-- BEGIN Supplied records --
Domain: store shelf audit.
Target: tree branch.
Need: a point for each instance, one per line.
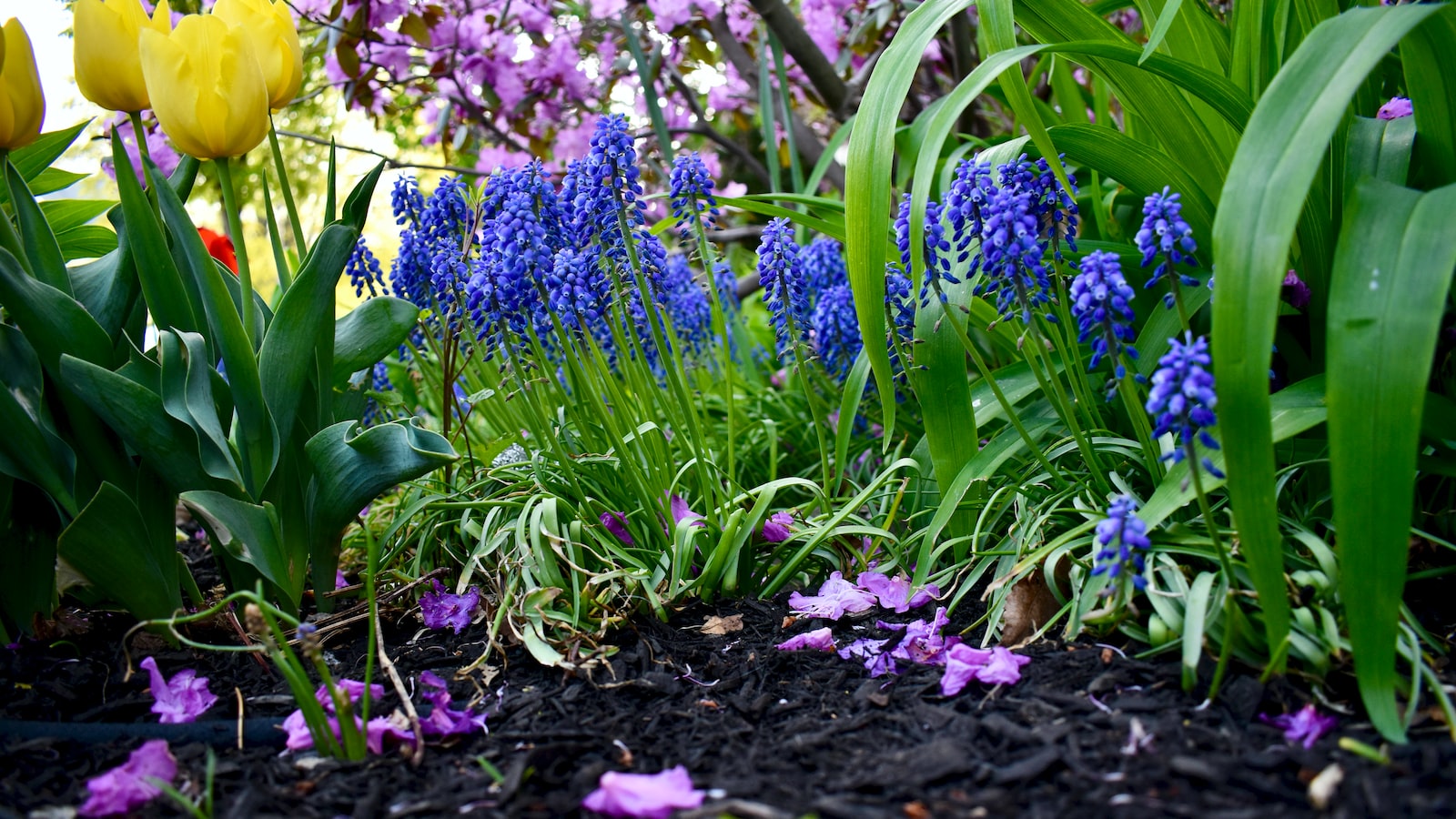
-- END Supplied records --
-- BEGIN Supplied records --
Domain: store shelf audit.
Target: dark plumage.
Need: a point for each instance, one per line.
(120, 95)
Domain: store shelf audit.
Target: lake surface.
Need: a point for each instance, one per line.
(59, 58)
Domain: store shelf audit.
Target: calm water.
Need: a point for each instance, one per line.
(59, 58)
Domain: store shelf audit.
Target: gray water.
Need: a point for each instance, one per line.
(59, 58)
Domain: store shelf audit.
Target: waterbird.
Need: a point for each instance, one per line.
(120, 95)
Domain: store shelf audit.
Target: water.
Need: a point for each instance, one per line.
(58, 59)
-- END Supplied records --
-- BEGIN Supplied records --
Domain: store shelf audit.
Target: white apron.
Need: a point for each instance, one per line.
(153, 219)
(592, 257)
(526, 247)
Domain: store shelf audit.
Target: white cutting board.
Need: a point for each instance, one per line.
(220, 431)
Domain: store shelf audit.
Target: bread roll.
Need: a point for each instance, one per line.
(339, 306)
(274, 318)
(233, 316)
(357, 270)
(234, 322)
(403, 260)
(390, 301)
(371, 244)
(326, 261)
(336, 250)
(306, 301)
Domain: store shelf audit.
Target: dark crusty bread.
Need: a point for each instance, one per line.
-- END Supplied records --
◆ **Short problem**:
How many lines in the records above contain the string "Target"? Reply with the number only.

◆ **Task result**:
11